Task objective:
Leave the images behind and copy every record exactly.

Point localization data:
..............................
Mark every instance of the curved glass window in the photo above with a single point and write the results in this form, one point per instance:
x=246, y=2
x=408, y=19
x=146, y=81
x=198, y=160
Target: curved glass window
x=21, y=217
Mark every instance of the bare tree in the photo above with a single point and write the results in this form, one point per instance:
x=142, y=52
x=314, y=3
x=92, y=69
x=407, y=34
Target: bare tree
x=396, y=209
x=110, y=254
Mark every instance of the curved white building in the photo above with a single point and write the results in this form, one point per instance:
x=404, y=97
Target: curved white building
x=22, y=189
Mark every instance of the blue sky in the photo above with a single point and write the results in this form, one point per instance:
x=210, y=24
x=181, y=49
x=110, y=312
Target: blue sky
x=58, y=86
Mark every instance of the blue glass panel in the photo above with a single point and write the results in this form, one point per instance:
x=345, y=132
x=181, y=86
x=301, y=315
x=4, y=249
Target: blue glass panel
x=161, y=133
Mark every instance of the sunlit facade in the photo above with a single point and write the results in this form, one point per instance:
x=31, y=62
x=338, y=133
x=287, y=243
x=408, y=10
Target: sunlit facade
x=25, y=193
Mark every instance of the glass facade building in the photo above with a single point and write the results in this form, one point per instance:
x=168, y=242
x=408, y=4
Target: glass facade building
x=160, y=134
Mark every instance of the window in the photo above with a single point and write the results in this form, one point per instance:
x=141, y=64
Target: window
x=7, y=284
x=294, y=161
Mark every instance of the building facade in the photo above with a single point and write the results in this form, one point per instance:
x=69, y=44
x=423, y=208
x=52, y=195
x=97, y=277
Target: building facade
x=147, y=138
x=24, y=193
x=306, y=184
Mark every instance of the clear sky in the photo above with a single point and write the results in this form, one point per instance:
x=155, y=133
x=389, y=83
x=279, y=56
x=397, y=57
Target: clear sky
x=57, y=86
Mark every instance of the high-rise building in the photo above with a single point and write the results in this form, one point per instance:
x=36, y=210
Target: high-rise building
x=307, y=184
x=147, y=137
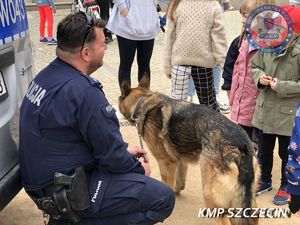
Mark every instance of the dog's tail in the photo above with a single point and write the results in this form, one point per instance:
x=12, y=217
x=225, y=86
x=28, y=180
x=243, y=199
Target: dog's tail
x=246, y=182
x=231, y=182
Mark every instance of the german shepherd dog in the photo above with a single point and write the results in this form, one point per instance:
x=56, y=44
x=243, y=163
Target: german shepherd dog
x=178, y=132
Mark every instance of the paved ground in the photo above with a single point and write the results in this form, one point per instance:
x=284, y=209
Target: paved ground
x=21, y=211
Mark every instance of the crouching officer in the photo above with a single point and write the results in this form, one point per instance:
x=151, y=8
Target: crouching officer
x=74, y=162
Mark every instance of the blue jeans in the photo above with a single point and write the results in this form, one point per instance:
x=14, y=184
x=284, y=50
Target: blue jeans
x=217, y=71
x=133, y=199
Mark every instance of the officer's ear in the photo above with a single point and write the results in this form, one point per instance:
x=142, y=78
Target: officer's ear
x=85, y=54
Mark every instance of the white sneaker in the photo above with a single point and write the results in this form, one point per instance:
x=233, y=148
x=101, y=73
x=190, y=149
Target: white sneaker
x=223, y=107
x=189, y=99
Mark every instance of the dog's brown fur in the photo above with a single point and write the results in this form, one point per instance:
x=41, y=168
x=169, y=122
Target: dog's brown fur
x=178, y=132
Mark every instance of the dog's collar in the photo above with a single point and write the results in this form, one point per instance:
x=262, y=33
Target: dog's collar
x=134, y=116
x=137, y=108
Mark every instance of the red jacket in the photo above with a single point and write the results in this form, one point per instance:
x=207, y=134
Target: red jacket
x=243, y=92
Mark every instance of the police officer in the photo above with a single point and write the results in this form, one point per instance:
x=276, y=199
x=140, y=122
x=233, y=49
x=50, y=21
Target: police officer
x=66, y=122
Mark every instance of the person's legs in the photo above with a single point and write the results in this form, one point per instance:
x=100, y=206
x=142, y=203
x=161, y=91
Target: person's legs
x=249, y=130
x=282, y=197
x=217, y=71
x=49, y=16
x=204, y=85
x=144, y=54
x=266, y=146
x=42, y=21
x=127, y=50
x=180, y=81
x=191, y=90
x=133, y=199
x=284, y=142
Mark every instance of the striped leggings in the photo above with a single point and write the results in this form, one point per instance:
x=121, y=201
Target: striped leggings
x=203, y=80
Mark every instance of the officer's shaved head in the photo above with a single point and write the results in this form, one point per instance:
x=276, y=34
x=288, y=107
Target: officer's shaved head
x=75, y=30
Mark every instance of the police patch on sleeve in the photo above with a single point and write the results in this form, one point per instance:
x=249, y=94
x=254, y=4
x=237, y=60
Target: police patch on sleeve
x=108, y=110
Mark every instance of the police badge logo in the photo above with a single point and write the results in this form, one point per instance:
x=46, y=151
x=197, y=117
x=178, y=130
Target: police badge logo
x=269, y=23
x=269, y=28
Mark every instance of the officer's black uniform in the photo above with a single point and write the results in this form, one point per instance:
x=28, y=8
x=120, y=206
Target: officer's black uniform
x=66, y=122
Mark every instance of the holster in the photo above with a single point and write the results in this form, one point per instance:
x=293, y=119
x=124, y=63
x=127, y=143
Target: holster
x=66, y=198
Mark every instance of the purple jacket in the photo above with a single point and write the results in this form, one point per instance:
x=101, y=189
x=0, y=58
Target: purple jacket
x=243, y=91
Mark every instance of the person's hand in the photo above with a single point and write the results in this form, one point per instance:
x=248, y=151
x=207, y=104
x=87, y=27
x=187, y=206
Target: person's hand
x=294, y=203
x=273, y=84
x=146, y=166
x=124, y=12
x=265, y=80
x=138, y=152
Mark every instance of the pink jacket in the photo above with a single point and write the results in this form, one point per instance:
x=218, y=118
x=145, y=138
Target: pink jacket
x=243, y=91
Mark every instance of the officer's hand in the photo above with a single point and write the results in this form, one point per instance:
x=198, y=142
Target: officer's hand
x=146, y=166
x=137, y=152
x=294, y=203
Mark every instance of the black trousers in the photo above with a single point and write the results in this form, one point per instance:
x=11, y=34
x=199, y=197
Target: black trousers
x=266, y=146
x=104, y=13
x=127, y=49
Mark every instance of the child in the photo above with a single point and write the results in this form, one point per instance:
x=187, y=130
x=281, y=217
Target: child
x=244, y=92
x=46, y=10
x=278, y=78
x=293, y=164
x=136, y=24
x=199, y=44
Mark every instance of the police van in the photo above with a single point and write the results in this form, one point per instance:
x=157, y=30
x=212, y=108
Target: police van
x=16, y=71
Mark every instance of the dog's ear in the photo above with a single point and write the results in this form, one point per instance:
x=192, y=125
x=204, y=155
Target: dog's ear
x=145, y=81
x=125, y=88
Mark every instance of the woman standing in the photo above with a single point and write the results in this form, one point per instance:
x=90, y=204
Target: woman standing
x=136, y=24
x=194, y=43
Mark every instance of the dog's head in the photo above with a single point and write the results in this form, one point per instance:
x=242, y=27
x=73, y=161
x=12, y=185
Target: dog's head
x=130, y=96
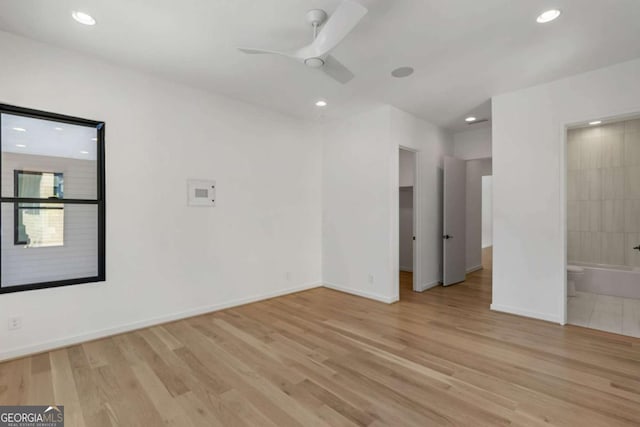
..............................
Result of this exercise:
Mark every instance of the curved glass window in the photo above with a single point and write the results in this form, one point per instance:
x=246, y=2
x=408, y=19
x=146, y=81
x=198, y=160
Target: curved glass window
x=21, y=217
Mark every instance of the bare tree in the photo above with a single point and write the results in this form, one point per instance:
x=142, y=52
x=314, y=3
x=92, y=69
x=407, y=34
Target: bare tree
x=396, y=209
x=110, y=254
Mark every instance of the curved white building in the photo above with a single point and write the results in this form, one point per instance:
x=404, y=97
Target: curved white building
x=22, y=189
Mark every instance of the blue sky in the photo above with a single point and write the results in this form, one point per instance:
x=210, y=24
x=181, y=49
x=110, y=312
Target: blue sky
x=58, y=86
Mark every instance of the blue glass panel in the photo above with a single point and write the results in this form, one point per instance:
x=345, y=132
x=181, y=86
x=301, y=315
x=4, y=249
Target: blue glass panel
x=161, y=133
Mark every instance of the sunlit facade in the photo above with a single point and write the results in this form, one point per instance:
x=31, y=62
x=338, y=133
x=287, y=243
x=408, y=10
Target: sunlit facade
x=25, y=193
Mark every instance of the glass facade building in the photo above with a single point and write the results in this form, one point per instance:
x=168, y=242
x=408, y=4
Target: glass facade building
x=160, y=134
Mark every instance of the window in the photo above with a single point and write the results in this form, one point per instance:
x=141, y=64
Target: window
x=7, y=284
x=294, y=161
Mark every instance of the building facade in the photo above with a single point and write the results in this form, one point per instance:
x=69, y=44
x=423, y=208
x=52, y=195
x=97, y=277
Target: building facade
x=147, y=138
x=24, y=193
x=306, y=184
Mark every instance of the clear sky in the photo above with a single point and write the results in this form, one point per instance:
x=155, y=133
x=389, y=83
x=279, y=56
x=397, y=57
Target: clear sky
x=57, y=86
Mark every instance of the high-rise building in the photo above with a single point and write the results in this form, one point per instance:
x=36, y=210
Target: high-rise building
x=307, y=184
x=147, y=137
Mark every instance of the dog's tail in the photo above with a single point and write the results in this form, one point per instance:
x=12, y=217
x=225, y=86
x=28, y=180
x=243, y=199
Target: dog's tail
x=246, y=182
x=231, y=182
Mark every instance of the german shepherd dog in the photo above with a single point and write the results in this form, one point per instance:
x=56, y=44
x=243, y=163
Target: german shepherd dog
x=178, y=132
Mark every instance of the paved ground in the photo above with a single point and write the results in this form, one point per instance:
x=284, y=209
Target: paved ground
x=21, y=211
Mark every instance of the crouching officer in the photo above with a single point and write the results in this form, one point per instance:
x=151, y=8
Target: crouching officer
x=74, y=162
Mark every instance of the blue jeans in the photo above with a single point and write the results in this form, one point per instance:
x=14, y=184
x=284, y=50
Target: blue jeans
x=217, y=71
x=133, y=199
Mark every instance of the officer's ear in the photo above with a single point and write the results in this form, one point per instance:
x=142, y=78
Target: officer's ear
x=85, y=54
Mark every instance of the white sneaker in the photo above with a single point and write the results in this form, one point per instance:
x=233, y=148
x=101, y=73
x=190, y=149
Target: white sneaker
x=223, y=107
x=189, y=99
Mark every instance of the dog's brown fur in the photo above with a single point and write the results in this form, one point per instance:
x=41, y=168
x=169, y=122
Target: dog's brown fur
x=178, y=132
Mark every instance of the dog's collar in the photo above with a single point and write the results in this form, one point per instance:
x=262, y=33
Target: dog's collar
x=134, y=116
x=137, y=108
Mark every instance of the red jacket in the photo above with a single point and write the results in this form, one point per instance:
x=207, y=134
Target: red jacket
x=243, y=92
Mark every instance of the police officer in the photo above with a single point and write the results in this form, one point per instance:
x=276, y=199
x=140, y=122
x=233, y=49
x=50, y=21
Target: police officer
x=66, y=122
Mark every instance of the person's legs in the photo above with a single point and write the results in this form, one point per instance:
x=100, y=206
x=142, y=203
x=161, y=91
Target: person's legs
x=249, y=130
x=282, y=197
x=217, y=71
x=49, y=16
x=204, y=85
x=144, y=54
x=266, y=146
x=42, y=21
x=127, y=50
x=180, y=81
x=191, y=90
x=133, y=199
x=284, y=142
Mark every instance of the striped leggings in the photo above with a single point and write the results in this form, one point per instance:
x=121, y=201
Target: striped leggings
x=203, y=80
Mark every instance of the officer's shaved head in the photo above with a single point and write the results in this form, one point per instance:
x=276, y=34
x=288, y=107
Target: officer's shaved head
x=75, y=30
Mark every instance of the police patch on sleeve in the photo above with a single point and write the results in this form, one point per instance:
x=249, y=94
x=254, y=4
x=237, y=60
Target: police patch on sleeve
x=108, y=110
Mark every instance of the police badge logo in the photo above with a single point and write the results in this form, one point per instance:
x=46, y=151
x=197, y=117
x=178, y=130
Target: police badge logo
x=269, y=23
x=269, y=28
Mark every instance of the officer's black uniform in the photo above with a single point and write the results in this form, one point per instance:
x=28, y=8
x=120, y=206
Target: officer's black uniform
x=66, y=122
Mark every instance of the holster in the photo above with a single point and write the results in this form, one point per instance:
x=293, y=119
x=124, y=63
x=127, y=143
Target: holster
x=66, y=198
Mark every instance of the purple jacket in the photo above with a single point and write the results in this form, one point per instance:
x=101, y=189
x=0, y=58
Target: purple jacket
x=243, y=91
Mark every instance of the person's hand in the photo above with a single point and write the results in this form, one point per instance:
x=248, y=151
x=207, y=104
x=87, y=27
x=187, y=206
Target: person's hand
x=294, y=203
x=273, y=84
x=146, y=166
x=124, y=12
x=265, y=80
x=138, y=152
Mark every instance of the pink jacket in the photo above with a single point and write the results in this form, one point per instance:
x=218, y=118
x=145, y=138
Target: pink jacket
x=243, y=91
Mark every instance of the officer's hand in the photo above with a single point and write the results in this form, one point per instance:
x=198, y=142
Target: officer's hand
x=146, y=166
x=137, y=152
x=294, y=203
Mark every instance of the black trousers in the photo above with a single point and write the results in this form, one point per instance:
x=11, y=34
x=199, y=197
Target: black trousers
x=266, y=146
x=104, y=13
x=127, y=49
Mark every instance of the child in the photo above with a single point and write the results in this form, one point per instance:
x=187, y=130
x=281, y=217
Target: child
x=244, y=92
x=46, y=10
x=278, y=78
x=293, y=164
x=136, y=24
x=199, y=44
Mark every instance of the police van in the photo above with a single point and write the results in this form, one point per instance:
x=157, y=30
x=212, y=108
Target: police van
x=16, y=71
Mark every instance of the dog's ear in the photo above with a single point and write the results in this form, one point per instance:
x=192, y=125
x=204, y=155
Target: dog's ear
x=145, y=81
x=125, y=88
Mark every instance of the woman standing in the photo above with a single point and write the results in this form, one point per instance:
x=90, y=204
Target: woman standing
x=136, y=24
x=194, y=43
Mark every instance of the dog's head in the photo above with a single point and write the results in this form, one point per instance:
x=242, y=27
x=73, y=161
x=12, y=185
Target: dog's head
x=130, y=96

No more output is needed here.